**Questions to answer**.
A. In the Berlin walk account, between which two places did the walk along the Berlin Wall Trail run?
B. Rewrite the Berlin walk account from "Following my walk" through "by a voyeur.", and change "shop window" to "display case".
C. Go on with the Berlin walk account from the point where it stops.

On Thursday afternoon I took a walk through Berlin. I had decided to follow the Berlin Wall Trail from Potsdamer Platz to Ostbahnhof for my project Traces of Border, a walk of five kilometres through the south of the city centre along the boundary between the districts of Mitte and Kreuzberg. As always with these walks it was a combination of the familiar and new discoveries, but for the first time I was walking as darkness encroached on the city which gave it a very different feel.
It was my own fault, only starting to walk at about half past three, and at this time of year the streetlights have already flickered into action and the main roads are a stream of white lights approaching and red lights retreating by the middle of the afternoon. Through the half-light I followed the line of cobblestones that marks the route of the wall past the Topography of Terror and through Checkpoint Charlie and its collection of memorials, exhibitions, souvenir shops and fast food joints, and then the site where Peter Fechter died and the enormous Axel-Springer building that houses publishing company of the same name.
By this point it was properly dark, and as I moved away from the fairly commercial part of the city that the trail passes through and into a more residential neighbourhood, I reflected a little on the nature of walking at night – or at least, as it was still only the afternoon – in the dark through the city. I have written about this topic on Under a Grey Sky briefly before, about our walk through the streets of Greifswald in January and the words of Will Self from a column on the pleasures of night walking published on the Independent website a few years ago.
Following my walk through Berlin and the thoughts it inspired, I returned to that piece to refresh my memory…
Nothing and nobody is more covetable than a cosy dwelling, seen by night from the street without. The sash window is a shop window, and what’s for sale here is an idea of cosy homeliness that can never be experienced, except by a voyeur.
I had a few of these moments too, as I walked the line between Mitte and Kreuzberg, with posh new apartment blocks on one side of the road – filling in the space where the border fortifications once stood – and the more low rent blocks of flats on the other… two very different economic realities divided only by a leafy side street and a line of cobblestones on the ground. But, as I paused to scribble some notes beneath an orange street light and felt the cold in my fingers, the living rooms and kitchens that I could see on the both sides of the street seemed fairly inviting to me.

[Spatial localization data]
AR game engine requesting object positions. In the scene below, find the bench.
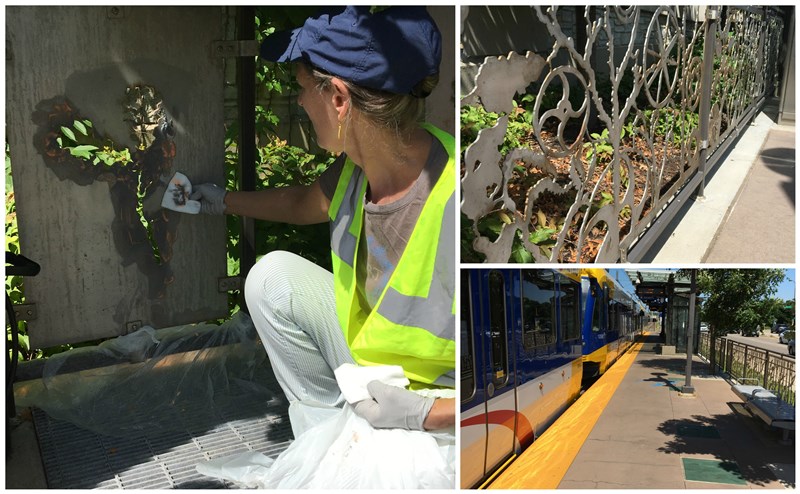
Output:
[731,378,794,443]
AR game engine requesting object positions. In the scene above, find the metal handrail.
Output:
[697,333,796,405]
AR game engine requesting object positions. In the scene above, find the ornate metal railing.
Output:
[461,7,783,262]
[697,333,796,405]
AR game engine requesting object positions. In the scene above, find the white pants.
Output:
[244,251,355,406]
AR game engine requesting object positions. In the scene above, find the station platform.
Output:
[489,335,795,489]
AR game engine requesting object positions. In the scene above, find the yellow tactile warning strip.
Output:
[489,336,642,489]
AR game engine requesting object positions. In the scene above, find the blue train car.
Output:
[460,268,644,488]
[461,269,582,487]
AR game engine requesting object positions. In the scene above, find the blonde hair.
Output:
[300,62,439,137]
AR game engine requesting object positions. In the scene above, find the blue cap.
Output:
[261,6,442,94]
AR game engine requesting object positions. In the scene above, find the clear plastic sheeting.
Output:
[15,312,285,437]
[197,367,455,489]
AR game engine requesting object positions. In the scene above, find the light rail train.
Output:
[460,268,646,488]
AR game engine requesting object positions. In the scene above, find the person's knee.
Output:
[244,251,297,307]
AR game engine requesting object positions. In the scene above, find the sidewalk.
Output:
[558,338,795,489]
[642,107,795,264]
[704,126,795,263]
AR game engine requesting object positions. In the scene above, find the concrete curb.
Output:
[643,112,776,264]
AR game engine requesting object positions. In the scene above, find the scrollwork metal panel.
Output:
[461,7,783,262]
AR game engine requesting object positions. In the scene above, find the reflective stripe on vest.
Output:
[329,125,456,387]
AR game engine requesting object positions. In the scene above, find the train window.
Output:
[461,269,475,401]
[561,277,581,341]
[522,270,556,350]
[592,283,605,333]
[489,271,508,387]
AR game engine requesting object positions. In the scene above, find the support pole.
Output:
[236,6,256,302]
[697,7,719,198]
[681,269,697,395]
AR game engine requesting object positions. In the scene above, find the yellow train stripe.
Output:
[478,454,517,489]
[489,342,642,489]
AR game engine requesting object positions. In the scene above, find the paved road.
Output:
[727,333,794,358]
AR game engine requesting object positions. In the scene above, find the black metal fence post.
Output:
[236,6,256,304]
[697,7,719,197]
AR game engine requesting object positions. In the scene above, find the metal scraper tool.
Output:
[161,172,200,214]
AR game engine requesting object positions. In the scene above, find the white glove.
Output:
[189,184,228,214]
[353,381,436,431]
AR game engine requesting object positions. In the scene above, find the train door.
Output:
[460,269,515,488]
[485,270,517,474]
[460,269,488,488]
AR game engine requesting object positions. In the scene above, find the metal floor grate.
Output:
[33,394,292,489]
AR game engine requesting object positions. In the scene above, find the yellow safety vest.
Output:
[328,124,456,387]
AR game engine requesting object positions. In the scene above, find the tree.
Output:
[697,269,785,336]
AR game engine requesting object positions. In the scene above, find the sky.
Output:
[609,269,795,300]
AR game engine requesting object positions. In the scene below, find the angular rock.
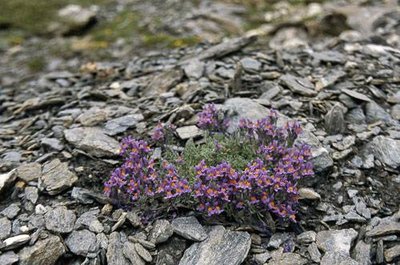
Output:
[171,216,207,241]
[45,206,76,234]
[18,235,65,265]
[104,114,144,135]
[148,220,174,244]
[39,159,78,195]
[65,229,98,257]
[316,228,358,255]
[179,226,251,265]
[0,251,19,265]
[368,135,400,168]
[280,74,318,97]
[17,163,42,182]
[64,127,119,157]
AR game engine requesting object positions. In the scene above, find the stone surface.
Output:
[45,206,76,234]
[179,226,251,265]
[171,216,207,241]
[18,235,65,265]
[39,159,78,195]
[316,228,358,255]
[65,229,98,256]
[64,127,119,157]
[369,135,400,168]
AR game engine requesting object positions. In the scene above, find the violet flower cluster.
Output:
[105,105,314,221]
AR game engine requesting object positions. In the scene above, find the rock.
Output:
[320,252,359,265]
[104,114,144,135]
[240,57,261,72]
[40,137,64,151]
[176,125,202,140]
[45,206,76,234]
[384,245,400,262]
[53,4,96,35]
[296,231,317,244]
[0,235,31,251]
[0,170,17,195]
[280,74,318,97]
[0,251,19,265]
[354,240,372,265]
[64,127,119,157]
[123,242,146,265]
[148,220,174,244]
[325,104,346,135]
[39,159,78,195]
[171,216,207,241]
[298,188,321,200]
[316,228,358,255]
[365,101,392,123]
[18,235,65,265]
[65,229,98,257]
[0,203,21,219]
[183,59,205,79]
[365,222,400,237]
[368,135,400,168]
[179,226,251,265]
[17,163,42,182]
[0,217,11,240]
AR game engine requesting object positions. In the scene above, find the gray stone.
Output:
[171,216,207,241]
[240,57,261,72]
[354,240,372,265]
[18,235,65,265]
[40,137,64,151]
[104,114,144,135]
[176,125,202,140]
[325,104,346,135]
[45,206,76,234]
[39,159,78,195]
[368,135,400,168]
[65,229,98,257]
[148,220,174,244]
[0,217,11,240]
[384,245,400,262]
[320,252,360,265]
[0,203,21,219]
[0,251,19,265]
[64,127,119,157]
[123,242,146,265]
[17,163,42,182]
[179,226,251,265]
[316,228,358,255]
[280,74,318,97]
[365,101,392,123]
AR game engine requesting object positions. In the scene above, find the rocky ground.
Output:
[0,1,400,265]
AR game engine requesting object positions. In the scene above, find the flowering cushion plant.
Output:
[105,105,314,221]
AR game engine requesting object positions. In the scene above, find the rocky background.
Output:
[0,0,400,265]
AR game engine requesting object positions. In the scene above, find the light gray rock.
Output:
[384,245,400,262]
[368,135,400,168]
[179,226,251,265]
[316,228,358,255]
[17,163,42,182]
[65,229,98,257]
[0,251,19,265]
[171,216,207,241]
[148,220,174,244]
[104,114,144,135]
[0,217,11,240]
[64,127,119,157]
[45,206,76,234]
[39,159,78,195]
[18,235,65,265]
[280,74,318,97]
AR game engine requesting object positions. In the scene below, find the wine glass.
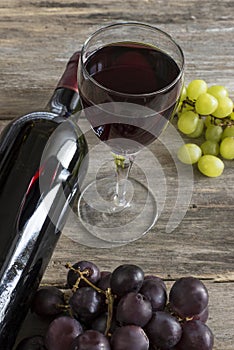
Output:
[78,22,184,244]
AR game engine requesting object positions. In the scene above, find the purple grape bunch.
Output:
[16,261,214,350]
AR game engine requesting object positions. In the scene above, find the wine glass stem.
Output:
[113,154,135,207]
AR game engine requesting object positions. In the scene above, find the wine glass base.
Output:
[78,177,157,244]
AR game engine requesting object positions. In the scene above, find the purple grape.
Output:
[69,287,106,323]
[91,312,117,334]
[145,311,182,350]
[31,286,65,316]
[169,277,209,318]
[15,335,46,350]
[111,325,149,350]
[176,320,214,350]
[140,279,167,311]
[110,264,144,297]
[116,292,152,327]
[69,330,111,350]
[193,306,209,323]
[67,260,101,289]
[45,316,83,350]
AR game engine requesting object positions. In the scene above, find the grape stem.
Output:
[65,263,116,336]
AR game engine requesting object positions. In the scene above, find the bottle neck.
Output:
[47,51,81,117]
[47,87,80,117]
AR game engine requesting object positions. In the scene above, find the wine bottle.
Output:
[0,53,88,350]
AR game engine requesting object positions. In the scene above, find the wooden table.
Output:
[0,0,234,350]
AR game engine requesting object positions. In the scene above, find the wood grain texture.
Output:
[0,0,234,350]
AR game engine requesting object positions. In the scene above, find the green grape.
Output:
[205,115,213,128]
[201,140,219,156]
[197,154,224,177]
[188,118,204,139]
[229,112,234,120]
[212,96,233,118]
[177,111,199,134]
[205,124,223,142]
[195,92,218,115]
[180,85,187,102]
[222,125,234,139]
[187,79,207,101]
[207,85,228,98]
[220,137,234,160]
[177,143,202,164]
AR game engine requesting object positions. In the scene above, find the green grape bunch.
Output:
[177,79,234,177]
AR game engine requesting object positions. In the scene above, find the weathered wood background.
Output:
[0,0,234,350]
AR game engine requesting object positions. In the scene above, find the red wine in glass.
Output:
[80,42,181,153]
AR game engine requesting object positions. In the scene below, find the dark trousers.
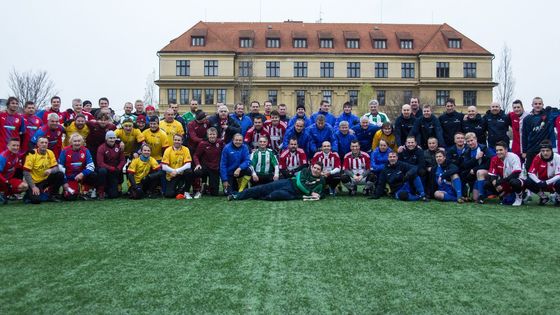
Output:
[194,165,220,196]
[236,179,299,201]
[164,170,193,198]
[27,172,64,204]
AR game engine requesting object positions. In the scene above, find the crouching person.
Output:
[228,163,325,201]
[430,150,464,203]
[371,152,428,201]
[484,141,523,206]
[527,140,560,207]
[23,137,64,204]
[97,130,126,200]
[127,145,161,199]
[161,134,193,199]
[58,133,97,200]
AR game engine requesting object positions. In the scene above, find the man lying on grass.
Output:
[228,163,325,201]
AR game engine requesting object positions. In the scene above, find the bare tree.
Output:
[496,44,515,112]
[8,69,58,109]
[144,69,159,106]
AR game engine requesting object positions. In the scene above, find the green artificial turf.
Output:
[0,196,560,314]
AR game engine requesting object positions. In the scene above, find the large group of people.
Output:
[0,96,560,206]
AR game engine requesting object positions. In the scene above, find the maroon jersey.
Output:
[311,151,340,172]
[278,148,307,171]
[264,120,286,152]
[193,140,224,170]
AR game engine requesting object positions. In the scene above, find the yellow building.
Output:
[156,21,496,117]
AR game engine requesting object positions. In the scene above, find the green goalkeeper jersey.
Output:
[251,149,278,175]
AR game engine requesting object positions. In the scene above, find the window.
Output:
[204,89,214,105]
[375,62,389,78]
[296,90,305,106]
[377,90,385,106]
[239,61,253,77]
[239,38,253,48]
[401,39,412,49]
[348,90,358,106]
[216,89,227,104]
[436,62,449,78]
[463,62,476,78]
[266,61,280,78]
[294,61,307,78]
[193,89,202,104]
[321,62,334,78]
[346,62,360,78]
[175,60,191,77]
[436,90,449,106]
[319,38,334,48]
[373,39,387,49]
[268,90,278,105]
[463,91,476,106]
[401,62,414,79]
[204,60,218,77]
[179,89,189,105]
[191,36,204,46]
[167,89,177,103]
[447,39,461,48]
[266,38,280,48]
[294,38,307,48]
[346,39,360,48]
[403,90,412,104]
[323,90,334,103]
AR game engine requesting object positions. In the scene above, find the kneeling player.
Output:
[485,141,523,206]
[527,140,560,206]
[430,150,464,203]
[127,145,161,199]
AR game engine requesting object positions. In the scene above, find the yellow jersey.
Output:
[23,149,58,184]
[142,129,169,161]
[161,146,192,180]
[115,128,144,156]
[127,156,159,185]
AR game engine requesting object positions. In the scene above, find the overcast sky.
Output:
[0,0,560,109]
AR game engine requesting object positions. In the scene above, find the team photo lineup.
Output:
[0,96,560,206]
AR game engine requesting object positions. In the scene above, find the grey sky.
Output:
[0,0,560,109]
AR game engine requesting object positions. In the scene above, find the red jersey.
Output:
[244,127,270,150]
[19,115,43,153]
[0,150,22,182]
[343,151,370,175]
[311,151,340,172]
[528,153,560,180]
[0,112,25,151]
[264,120,287,152]
[488,152,521,178]
[508,112,528,156]
[278,148,307,171]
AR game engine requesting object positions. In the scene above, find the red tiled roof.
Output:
[159,21,492,55]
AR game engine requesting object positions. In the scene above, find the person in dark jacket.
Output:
[410,105,445,149]
[208,105,241,143]
[462,106,486,144]
[371,152,428,201]
[461,132,495,202]
[430,150,464,203]
[394,104,416,147]
[439,98,465,148]
[482,102,511,149]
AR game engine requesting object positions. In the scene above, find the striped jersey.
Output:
[279,148,307,171]
[264,120,286,152]
[343,151,370,175]
[311,151,340,172]
[251,148,278,175]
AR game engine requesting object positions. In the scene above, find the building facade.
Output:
[156,21,496,117]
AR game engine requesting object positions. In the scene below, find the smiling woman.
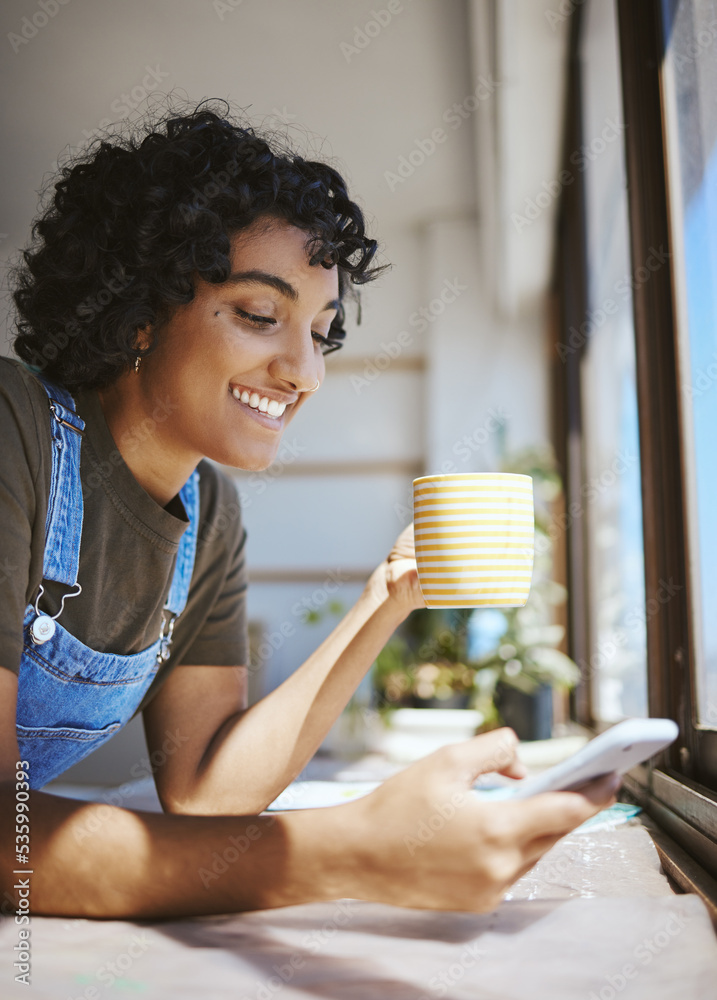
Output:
[0,106,612,917]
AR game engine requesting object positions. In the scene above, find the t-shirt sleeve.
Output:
[177,462,249,666]
[0,358,49,674]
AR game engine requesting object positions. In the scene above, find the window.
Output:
[663,0,717,729]
[571,2,651,724]
[553,0,717,917]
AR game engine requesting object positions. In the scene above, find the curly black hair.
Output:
[13,102,389,391]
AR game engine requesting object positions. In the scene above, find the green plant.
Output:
[373,608,475,713]
[373,446,580,728]
[476,446,580,725]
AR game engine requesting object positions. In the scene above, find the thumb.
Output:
[430,726,525,785]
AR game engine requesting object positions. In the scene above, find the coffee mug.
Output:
[413,472,535,608]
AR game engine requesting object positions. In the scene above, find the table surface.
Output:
[5,758,717,1000]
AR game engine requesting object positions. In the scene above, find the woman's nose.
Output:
[269,329,324,392]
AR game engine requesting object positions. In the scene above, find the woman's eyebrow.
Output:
[224,271,341,312]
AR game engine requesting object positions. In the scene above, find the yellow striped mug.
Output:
[413,472,535,608]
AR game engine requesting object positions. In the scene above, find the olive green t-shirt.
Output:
[0,358,248,711]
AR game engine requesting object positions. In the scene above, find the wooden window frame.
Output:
[552,0,717,919]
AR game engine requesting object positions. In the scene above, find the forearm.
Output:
[0,784,355,919]
[187,587,405,812]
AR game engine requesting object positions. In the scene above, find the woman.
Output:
[0,106,614,917]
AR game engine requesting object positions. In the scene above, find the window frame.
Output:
[551,0,717,920]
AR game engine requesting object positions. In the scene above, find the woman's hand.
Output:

**Your responses**.
A. From Potsdamer Platz to Ostbahnhof.

B.
Following my walk through Berlin and the thoughts it inspired, I returned to that piece to refresh my memory…
Nothing and nobody is more covetable than a cosy dwelling, seen by night from the street without. The sash window is a display case, and what’s for sale here is an idea of cosy homeliness that can never be experienced, except by a voyeur.

C.
Still, I pressed on, through more residential streets and along what was once the embankment of a canal – the waterway long-since dried up – and past some hulking, looming buildings that could have been any kind of public institution, perhaps a school or a hospital, but I could see no sign. At one point the old canal opens up to create the “Angel’s Basin” and here there was water, but I could not see it, my eyes drawn instead to the illuminated angel that seemed to float above an otherwise dark and ghostly church. I tried and failed to take a photograph, and then a bicycle bell ringing to warn me of its rapidly approaching presence made me jump.
Every sound – a door creaking, the sudden collection of voices of three women leaving an office at the end of the working day, a dog barking down some shadowed side street – was all much more unnerving because I was hearing it in the dark, in an unfamiliar corner of the city. This was not a rational response… but I was walking more aware now, and with a slightly quicker step. As major cities go, Berlin is reasonably safe in the daytime or at night (and, remember, this was only about four thirty in the afternoon by now), but we have been conditioned to fear the menace that must be lurking in the shadows where the city’s gas lamps cannot reach, and I have to admit to feeling a sense of relief when I reached the river and the business travellers’ hotel on its banks, the stream of people crossing the bridge, and the bright lights, sighing buses, and all the human life that hangs around train stations at the Ostbahnhof.